### WORK TO DO
Return every line below that contains the string "through".

### PROVIDED DATA
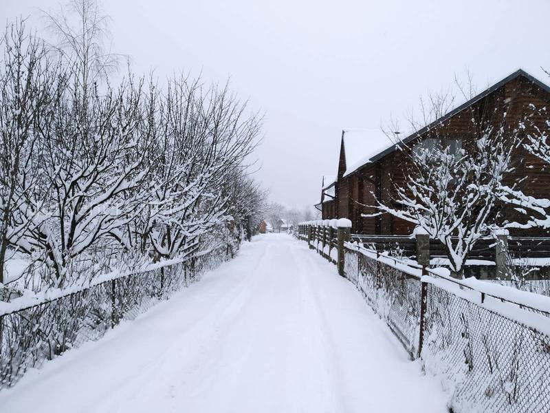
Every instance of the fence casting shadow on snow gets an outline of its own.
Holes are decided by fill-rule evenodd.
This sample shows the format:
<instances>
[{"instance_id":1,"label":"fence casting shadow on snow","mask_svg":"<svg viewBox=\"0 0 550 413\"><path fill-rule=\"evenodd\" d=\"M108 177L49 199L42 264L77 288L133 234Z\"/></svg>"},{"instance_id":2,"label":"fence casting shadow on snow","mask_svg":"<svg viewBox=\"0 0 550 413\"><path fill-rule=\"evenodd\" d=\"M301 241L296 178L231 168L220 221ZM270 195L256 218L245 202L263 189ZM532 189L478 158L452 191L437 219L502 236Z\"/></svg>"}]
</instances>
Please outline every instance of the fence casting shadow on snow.
<instances>
[{"instance_id":1,"label":"fence casting shadow on snow","mask_svg":"<svg viewBox=\"0 0 550 413\"><path fill-rule=\"evenodd\" d=\"M4 303L8 310L0 308L0 390L12 386L30 368L102 337L122 320L133 319L169 298L212 265L213 259L207 255L157 264L16 309Z\"/></svg>"},{"instance_id":2,"label":"fence casting shadow on snow","mask_svg":"<svg viewBox=\"0 0 550 413\"><path fill-rule=\"evenodd\" d=\"M411 358L441 379L452 411L550 412L550 298L381 255L337 226L309 222L296 235L337 264Z\"/></svg>"}]
</instances>

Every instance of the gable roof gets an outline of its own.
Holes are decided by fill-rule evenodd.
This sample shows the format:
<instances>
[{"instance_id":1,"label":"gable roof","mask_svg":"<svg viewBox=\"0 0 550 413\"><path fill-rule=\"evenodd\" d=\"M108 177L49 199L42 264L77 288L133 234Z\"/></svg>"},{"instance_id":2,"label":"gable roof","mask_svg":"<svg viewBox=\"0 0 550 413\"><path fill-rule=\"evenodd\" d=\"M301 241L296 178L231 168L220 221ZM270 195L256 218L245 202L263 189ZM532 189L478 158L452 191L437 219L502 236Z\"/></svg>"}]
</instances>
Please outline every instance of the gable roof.
<instances>
[{"instance_id":1,"label":"gable roof","mask_svg":"<svg viewBox=\"0 0 550 413\"><path fill-rule=\"evenodd\" d=\"M465 102L462 105L456 107L456 108L453 109L446 114L443 115L441 118L436 119L429 125L427 125L422 129L415 131L413 133L408 135L406 138L404 138L400 142L395 143L393 142L390 140L390 139L384 135L386 138L386 145L377 145L374 142L374 140L372 138L369 138L368 136L366 134L363 135L362 141L361 138L357 134L354 134L352 136L350 136L348 138L348 141L349 144L346 144L346 139L344 138L346 135L348 135L348 132L346 130L342 131L342 140L344 142L344 155L346 158L346 171L344 173L344 176L346 176L353 172L357 171L359 168L365 165L375 162L386 155L393 152L397 149L397 146L399 145L406 145L415 138L422 135L425 132L429 131L430 129L433 128L434 127L437 126L438 124L441 123L442 122L445 122L450 118L454 116L459 112L462 112L469 106L471 106L478 100L483 99L487 95L492 94L495 90L502 87L504 85L510 82L518 77L523 77L526 78L527 81L530 81L532 83L534 83L543 90L547 92L550 94L550 86L548 85L541 82L536 78L531 76L525 70L522 69L519 69L516 70L512 74L508 75L499 82L497 82L488 89L486 89L479 94L474 96L469 100ZM359 129L360 130L360 129ZM364 131L373 131L374 129L363 129ZM382 131L380 131L380 133L382 134ZM375 136L375 134L373 134L372 136ZM379 135L380 136L380 135ZM359 144L357 142L359 141ZM350 145L351 144L351 145ZM349 158L350 160L352 162L348 162L348 150L346 148L349 146L351 148L351 151L352 151L351 156ZM357 153L355 151L362 151L360 153Z\"/></svg>"},{"instance_id":2,"label":"gable roof","mask_svg":"<svg viewBox=\"0 0 550 413\"><path fill-rule=\"evenodd\" d=\"M323 175L321 189L326 189L336 182L336 177L333 175Z\"/></svg>"},{"instance_id":3,"label":"gable roof","mask_svg":"<svg viewBox=\"0 0 550 413\"><path fill-rule=\"evenodd\" d=\"M344 176L368 163L372 156L393 145L381 129L344 129L342 131L342 141L346 161Z\"/></svg>"}]
</instances>

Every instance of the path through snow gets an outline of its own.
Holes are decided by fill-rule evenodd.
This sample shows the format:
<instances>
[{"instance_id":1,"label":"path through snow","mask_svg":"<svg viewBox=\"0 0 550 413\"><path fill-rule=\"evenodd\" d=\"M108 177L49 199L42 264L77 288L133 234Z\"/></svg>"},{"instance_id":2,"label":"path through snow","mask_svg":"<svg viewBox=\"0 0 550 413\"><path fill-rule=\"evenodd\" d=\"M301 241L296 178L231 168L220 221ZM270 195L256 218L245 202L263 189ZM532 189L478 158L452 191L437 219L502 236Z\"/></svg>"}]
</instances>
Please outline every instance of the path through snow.
<instances>
[{"instance_id":1,"label":"path through snow","mask_svg":"<svg viewBox=\"0 0 550 413\"><path fill-rule=\"evenodd\" d=\"M16 413L446 412L336 267L286 235L0 392Z\"/></svg>"}]
</instances>

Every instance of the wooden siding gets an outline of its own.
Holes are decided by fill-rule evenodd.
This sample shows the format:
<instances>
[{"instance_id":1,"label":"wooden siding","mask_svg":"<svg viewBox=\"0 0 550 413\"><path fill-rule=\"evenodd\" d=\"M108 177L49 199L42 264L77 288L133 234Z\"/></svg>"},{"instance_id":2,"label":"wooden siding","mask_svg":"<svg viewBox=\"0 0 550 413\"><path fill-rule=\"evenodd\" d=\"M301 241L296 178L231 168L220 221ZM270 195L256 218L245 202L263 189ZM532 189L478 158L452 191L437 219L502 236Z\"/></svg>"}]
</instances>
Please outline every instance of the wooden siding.
<instances>
[{"instance_id":1,"label":"wooden siding","mask_svg":"<svg viewBox=\"0 0 550 413\"><path fill-rule=\"evenodd\" d=\"M548 107L550 94L538 85L523 77L508 82L491 94L474 102L461 112L423 134L411 141L410 146L429 138L461 139L466 150L475 145L474 137L478 136L475 124L483 123L501 125L504 112L506 112L507 125L509 127L518 123L527 115L532 115L529 122L542 126L547 116L531 114L529 105L536 107ZM549 112L550 113L550 112ZM472 123L472 119L476 119ZM527 131L531 123L526 124ZM522 148L514 149L512 162L516 169L506 178L512 184L519 182L518 188L536 198L550 198L550 170L549 166ZM340 148L337 182L336 215L352 220L353 232L364 234L409 235L413 224L396 218L390 214L381 217L362 218L362 213L373 213L375 209L365 206L375 205L373 193L377 193L382 202L394 208L399 208L395 202L395 188L404 187L406 183L408 158L400 151L388 153L375 162L366 164L351 175L343 178L345 171L343 142ZM501 220L520 219L517 212L509 206L503 205ZM512 235L524 236L548 236L549 231L540 229L512 231Z\"/></svg>"}]
</instances>

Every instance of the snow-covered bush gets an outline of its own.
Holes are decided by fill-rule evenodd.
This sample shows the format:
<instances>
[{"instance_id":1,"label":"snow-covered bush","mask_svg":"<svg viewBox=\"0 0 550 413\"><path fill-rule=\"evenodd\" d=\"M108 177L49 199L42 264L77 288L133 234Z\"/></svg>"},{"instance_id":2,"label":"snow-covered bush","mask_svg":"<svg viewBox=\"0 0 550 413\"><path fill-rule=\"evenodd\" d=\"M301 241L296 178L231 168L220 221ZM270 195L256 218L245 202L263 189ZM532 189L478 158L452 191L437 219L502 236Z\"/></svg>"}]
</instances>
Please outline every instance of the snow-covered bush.
<instances>
[{"instance_id":1,"label":"snow-covered bush","mask_svg":"<svg viewBox=\"0 0 550 413\"><path fill-rule=\"evenodd\" d=\"M65 40L77 36L69 27ZM14 281L4 268L13 257L29 263L18 287L37 290L161 260L232 256L257 227L263 192L247 161L261 119L199 78L161 88L129 73L113 85L97 41L53 53L23 23L8 27L0 284Z\"/></svg>"}]
</instances>

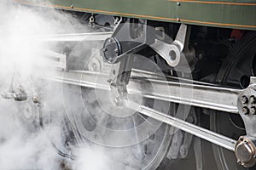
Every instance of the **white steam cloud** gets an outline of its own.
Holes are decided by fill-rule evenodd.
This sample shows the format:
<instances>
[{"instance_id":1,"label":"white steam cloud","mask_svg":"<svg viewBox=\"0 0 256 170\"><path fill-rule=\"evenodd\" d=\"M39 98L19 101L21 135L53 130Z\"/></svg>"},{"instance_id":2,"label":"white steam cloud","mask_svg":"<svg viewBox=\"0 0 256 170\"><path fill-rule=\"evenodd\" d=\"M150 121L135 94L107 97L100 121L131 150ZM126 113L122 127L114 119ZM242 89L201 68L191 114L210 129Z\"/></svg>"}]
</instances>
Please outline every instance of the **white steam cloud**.
<instances>
[{"instance_id":1,"label":"white steam cloud","mask_svg":"<svg viewBox=\"0 0 256 170\"><path fill-rule=\"evenodd\" d=\"M53 73L47 67L49 63L44 60L42 54L44 50L53 48L50 47L52 44L35 41L35 36L84 31L78 31L77 27L79 26L77 20L60 11L35 9L12 4L10 1L1 1L0 91L9 89L13 77L14 88L20 84L26 90L31 90L32 82L40 83L33 82L32 77ZM54 102L51 105L58 110L61 94L48 87L44 90L47 90L46 94L54 94L55 98L50 96L48 99L51 99L49 103ZM35 122L32 122L31 119L36 116L32 115L33 106L31 101L15 102L13 99L0 98L0 169L62 169L62 158L49 140L61 139L58 122L49 125L44 130L33 127ZM90 150L85 152L94 154ZM83 154L84 155L84 152ZM96 154L101 155L97 152ZM93 162L91 159L96 156L88 155L86 158L90 158L90 162ZM84 160L83 162L79 159L78 162L82 162L83 164ZM96 165L99 166L99 163ZM76 162L71 167L81 169ZM95 170L102 169L102 167L90 167Z\"/></svg>"},{"instance_id":2,"label":"white steam cloud","mask_svg":"<svg viewBox=\"0 0 256 170\"><path fill-rule=\"evenodd\" d=\"M86 29L71 14L54 9L12 4L8 2L0 3L0 93L21 85L25 90L27 90L28 99L26 101L15 102L14 99L0 98L0 169L55 170L65 169L63 167L67 166L68 168L74 170L135 170L148 168L150 166L157 167L154 160L160 159L155 156L157 154L164 153L165 149L161 149L164 142L161 141L165 140L164 137L168 133L165 131L165 127L160 128L159 135L152 135L151 139L140 141L141 145L134 144L119 150L88 142L81 144L82 147L74 149L79 156L75 161L63 161L64 159L57 154L51 144L53 140L57 143L63 141L61 124L63 118L61 115L64 112L61 105L61 84L42 82L37 78L54 74L49 68L49 61L44 58L44 52L45 49L57 47L54 43L36 41L34 37L38 35L86 32ZM13 87L10 86L11 84ZM38 87L43 87L40 90L44 94L44 100L47 101L43 110L49 113L49 116L52 120L56 120L47 124L44 129L38 127L38 115L33 111L38 110L38 108L35 108L35 104L32 101L33 93L37 91L34 88ZM96 103L90 102L92 105ZM80 107L81 105L78 105L77 110ZM96 114L101 110L97 110L99 108L93 111L96 119L100 119L101 115ZM109 128L115 128L115 125L122 128L130 123L122 119L118 123L119 120L116 121L115 118L109 117L108 114L102 116L102 119L106 118L105 124ZM112 122L108 123L108 120ZM137 115L137 120L142 122L148 122L139 115ZM130 121L135 123L131 119ZM151 122L149 121L148 123L154 126L154 122ZM133 123L131 125L135 126ZM131 133L129 135L135 138L136 133L132 128L131 129ZM101 133L102 136L99 138L103 139L111 138L111 136L107 137L108 134L105 134L104 131ZM148 135L144 133L152 134L149 131L141 130L141 133ZM116 138L110 139L124 140ZM149 148L154 150L151 150Z\"/></svg>"}]
</instances>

### EXPECTED ANSWER
Every instance of the path through snow gets an outline of its own.
[{"instance_id":1,"label":"path through snow","mask_svg":"<svg viewBox=\"0 0 550 413\"><path fill-rule=\"evenodd\" d=\"M108 177L49 199L42 264L77 288L133 234Z\"/></svg>"},{"instance_id":2,"label":"path through snow","mask_svg":"<svg viewBox=\"0 0 550 413\"><path fill-rule=\"evenodd\" d=\"M301 241L296 178L231 168L220 221ZM270 195L256 218L245 202L263 189ZM532 189L478 158L452 191L437 219L502 236Z\"/></svg>"}]
Please outline every instance of the path through snow.
[{"instance_id":1,"label":"path through snow","mask_svg":"<svg viewBox=\"0 0 550 413\"><path fill-rule=\"evenodd\" d=\"M16 413L446 412L336 267L286 235L0 392Z\"/></svg>"}]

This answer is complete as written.